*** Document ***

Climate denier to Pope Francis: Environmental regulations are like Aztec human sacrifices
A prominent climate change denier compared Pope Francis’ calls to protect the environment to pagan human sacrifices at a recent event.
“Aztec priests encouraged people to sacrifice blood to the gods to end severe drought,” Marc Morano said at the event, which was aimed at convincing the pope to not support United Nations action on the environment.
“Today we are told we need a fundamental transformation of our lives in order to end bad weather,” he said. “We are told we need EPA regulations and UN treaties in order to spare us from more hurricanes and floods and droughts and all this bad weather.”
The event in Rome was hosted by the Heartland Institute late last month. The group describes itself as “the world’s leading think tank promoting scientific skepticism about man-caused global warming” and said they held the event because they were worried the pope was being misled by United Nations officials.
During his speech, Morano described climate change as deadly cult.
“In the past, pagans sacrificed animals and even humans in vain attempts to placate capricious and cruel gods. Today they demand a reduction in CO2 emissions,” he said, quoting Australian cardinal George Pell.
Morano, the executive editor of ClimateDepot.com, noted that UN Secretary-General Ban Ki-moon had said “science and religion are not at odds on climate change” after meeting with Pope Francis.

***

Copy out the article about a climate change skeptic's remarks on Pope Francis, word for word and in full. The records that come next are separate material, unrelated to the article.

*** Material shown ***

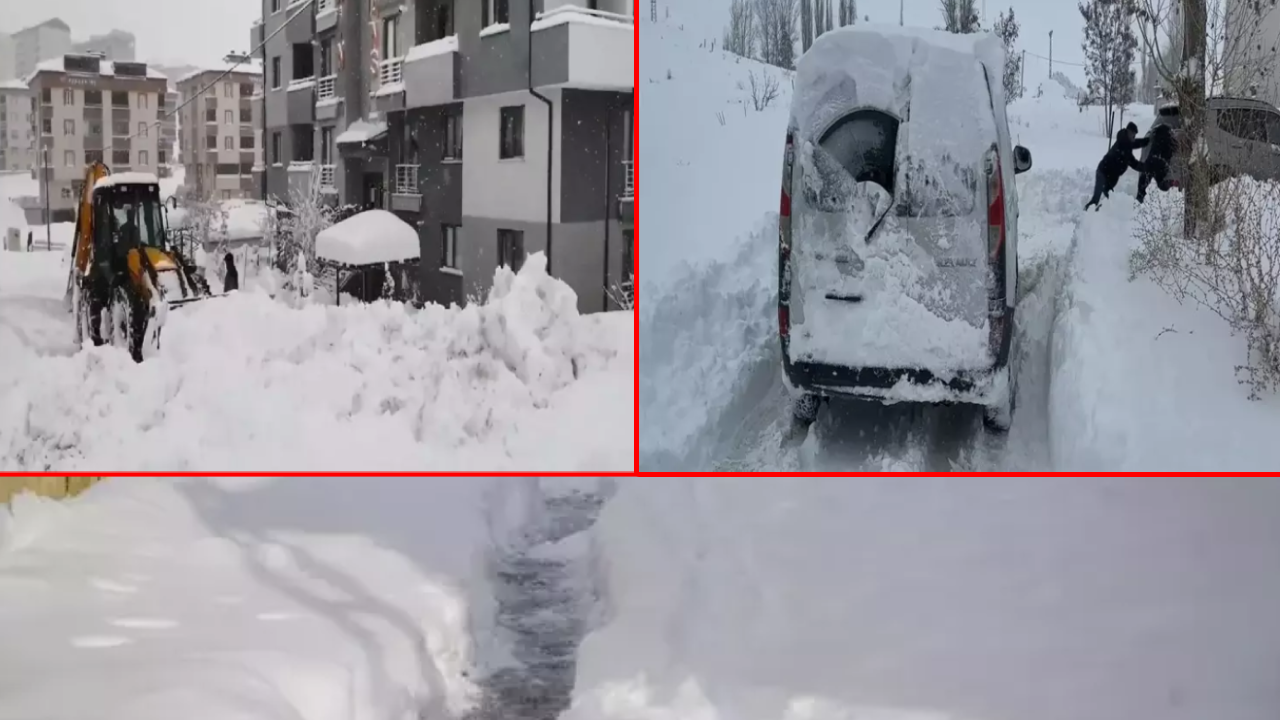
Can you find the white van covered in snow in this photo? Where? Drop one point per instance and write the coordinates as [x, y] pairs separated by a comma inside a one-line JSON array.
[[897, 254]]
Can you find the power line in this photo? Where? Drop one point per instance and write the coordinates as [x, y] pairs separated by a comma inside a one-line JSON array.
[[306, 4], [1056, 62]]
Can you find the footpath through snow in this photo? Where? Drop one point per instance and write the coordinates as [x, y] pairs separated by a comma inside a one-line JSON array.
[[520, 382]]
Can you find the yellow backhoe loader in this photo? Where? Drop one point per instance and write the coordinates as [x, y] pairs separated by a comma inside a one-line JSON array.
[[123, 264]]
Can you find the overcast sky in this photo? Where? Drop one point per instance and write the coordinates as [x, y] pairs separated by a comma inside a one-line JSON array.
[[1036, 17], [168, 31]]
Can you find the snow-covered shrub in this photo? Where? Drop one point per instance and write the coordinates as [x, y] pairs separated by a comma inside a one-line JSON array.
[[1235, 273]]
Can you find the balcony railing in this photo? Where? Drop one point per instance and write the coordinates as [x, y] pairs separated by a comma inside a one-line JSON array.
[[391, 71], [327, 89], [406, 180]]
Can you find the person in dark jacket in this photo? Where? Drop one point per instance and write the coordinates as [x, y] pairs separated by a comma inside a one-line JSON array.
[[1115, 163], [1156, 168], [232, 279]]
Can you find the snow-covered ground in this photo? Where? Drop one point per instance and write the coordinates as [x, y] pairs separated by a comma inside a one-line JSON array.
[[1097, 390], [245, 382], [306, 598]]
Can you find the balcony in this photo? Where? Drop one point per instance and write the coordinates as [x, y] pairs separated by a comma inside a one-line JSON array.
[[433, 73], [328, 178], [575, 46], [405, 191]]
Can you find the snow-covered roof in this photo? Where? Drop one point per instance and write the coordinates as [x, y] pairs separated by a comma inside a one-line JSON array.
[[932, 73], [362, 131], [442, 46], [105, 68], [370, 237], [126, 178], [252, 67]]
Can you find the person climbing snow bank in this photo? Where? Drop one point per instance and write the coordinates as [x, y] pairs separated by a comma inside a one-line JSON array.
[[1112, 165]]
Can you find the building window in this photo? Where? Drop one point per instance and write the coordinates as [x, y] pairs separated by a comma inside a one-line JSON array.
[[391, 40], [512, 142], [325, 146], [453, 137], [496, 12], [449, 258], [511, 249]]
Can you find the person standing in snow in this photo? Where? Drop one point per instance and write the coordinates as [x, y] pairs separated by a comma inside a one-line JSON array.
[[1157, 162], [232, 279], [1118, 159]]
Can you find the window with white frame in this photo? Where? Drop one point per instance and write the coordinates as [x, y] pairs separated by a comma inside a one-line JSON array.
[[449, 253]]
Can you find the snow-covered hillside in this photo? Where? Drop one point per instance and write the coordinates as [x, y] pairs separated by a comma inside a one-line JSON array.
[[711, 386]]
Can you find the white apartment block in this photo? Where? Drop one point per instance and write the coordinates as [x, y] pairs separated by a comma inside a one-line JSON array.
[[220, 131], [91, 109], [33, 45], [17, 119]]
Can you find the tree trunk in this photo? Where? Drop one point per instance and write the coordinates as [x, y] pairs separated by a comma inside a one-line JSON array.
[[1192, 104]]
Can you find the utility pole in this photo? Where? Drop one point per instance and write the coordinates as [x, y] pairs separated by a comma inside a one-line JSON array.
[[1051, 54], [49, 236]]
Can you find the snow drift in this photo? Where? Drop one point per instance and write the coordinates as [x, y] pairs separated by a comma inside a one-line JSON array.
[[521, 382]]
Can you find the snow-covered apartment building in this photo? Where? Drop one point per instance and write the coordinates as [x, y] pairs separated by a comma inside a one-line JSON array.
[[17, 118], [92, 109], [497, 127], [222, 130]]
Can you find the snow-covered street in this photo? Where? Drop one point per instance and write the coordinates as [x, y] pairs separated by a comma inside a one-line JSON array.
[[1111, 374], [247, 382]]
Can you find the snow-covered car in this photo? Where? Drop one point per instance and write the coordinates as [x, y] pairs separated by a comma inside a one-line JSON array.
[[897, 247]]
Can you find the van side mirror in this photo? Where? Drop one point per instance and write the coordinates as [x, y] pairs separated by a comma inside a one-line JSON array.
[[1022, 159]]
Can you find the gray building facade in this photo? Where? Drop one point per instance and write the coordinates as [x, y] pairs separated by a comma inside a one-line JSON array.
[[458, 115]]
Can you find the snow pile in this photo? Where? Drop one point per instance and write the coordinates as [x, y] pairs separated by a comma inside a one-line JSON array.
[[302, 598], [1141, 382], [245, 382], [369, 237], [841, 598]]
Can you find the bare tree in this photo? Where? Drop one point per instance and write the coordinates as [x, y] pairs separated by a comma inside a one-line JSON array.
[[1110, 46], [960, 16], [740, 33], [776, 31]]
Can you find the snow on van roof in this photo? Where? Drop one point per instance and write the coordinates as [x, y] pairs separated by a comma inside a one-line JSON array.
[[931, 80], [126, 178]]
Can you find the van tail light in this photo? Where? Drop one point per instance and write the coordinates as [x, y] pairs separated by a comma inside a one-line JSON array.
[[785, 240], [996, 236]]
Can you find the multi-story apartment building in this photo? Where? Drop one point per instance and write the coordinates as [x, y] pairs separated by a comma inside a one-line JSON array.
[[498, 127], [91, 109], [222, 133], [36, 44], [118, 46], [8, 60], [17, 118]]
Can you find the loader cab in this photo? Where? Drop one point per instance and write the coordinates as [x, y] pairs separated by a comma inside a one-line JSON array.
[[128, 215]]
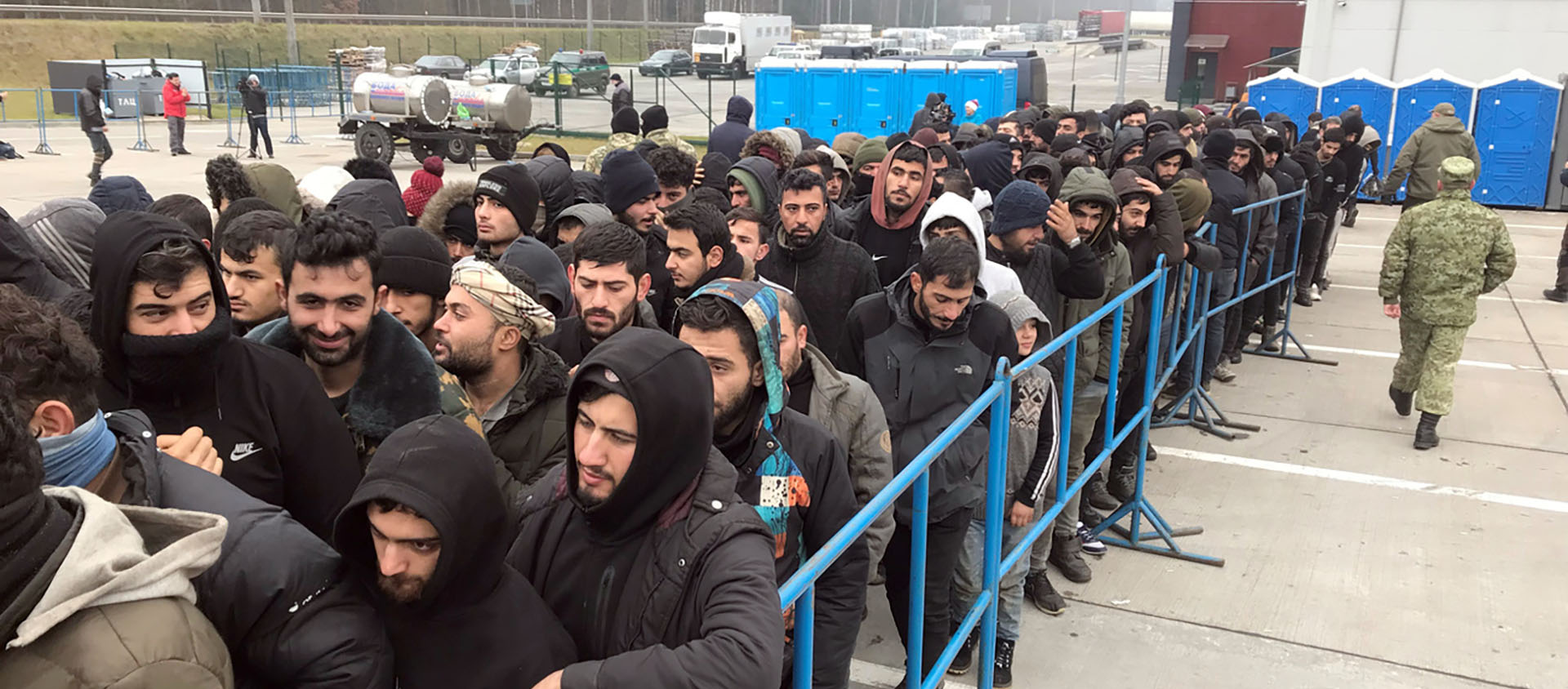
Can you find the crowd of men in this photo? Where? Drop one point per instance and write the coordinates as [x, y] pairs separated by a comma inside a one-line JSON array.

***

Correct answer
Climate denier to Pope Francis: Environmental regulations are like Aztec human sacrifices
A prominent climate change denier compared Pope Francis’ calls to protect the environment to pagan human sacrifices at a recent event.
“Aztec priests encouraged people to sacrifice blood to the gods to end severe drought,” Marc Morano said at the event, which was aimed at convincing the pope to not support United Nations action on the environment.
“Today we are told we need a fundamental transformation of our lives in order to end bad weather,” he said. “We are told we need EPA regulations and UN treaties in order to spare us from more hurricanes and floods and droughts and all this bad weather.”
The event in Rome was hosted by the Heartland Institute late last month. The group describes itself as “the world’s leading think tank promoting scientific skepticism about man-caused global warming” and said they held the event because they were worried the pope was being misled by United Nations officials.
During his speech, Morano described climate change as deadly cult.
“In the past, pagans sacrificed animals and even humans in vain attempts to placate capricious and cruel gods. Today they demand a reduction in CO2 emissions,” he said, quoting Australian cardinal George Pell.
Morano, the executive editor of ClimateDepot.com, noted that UN Secretary-General Ban Ki-moon had said “science and religion are not at odds on climate change” after meeting with Pope Francis.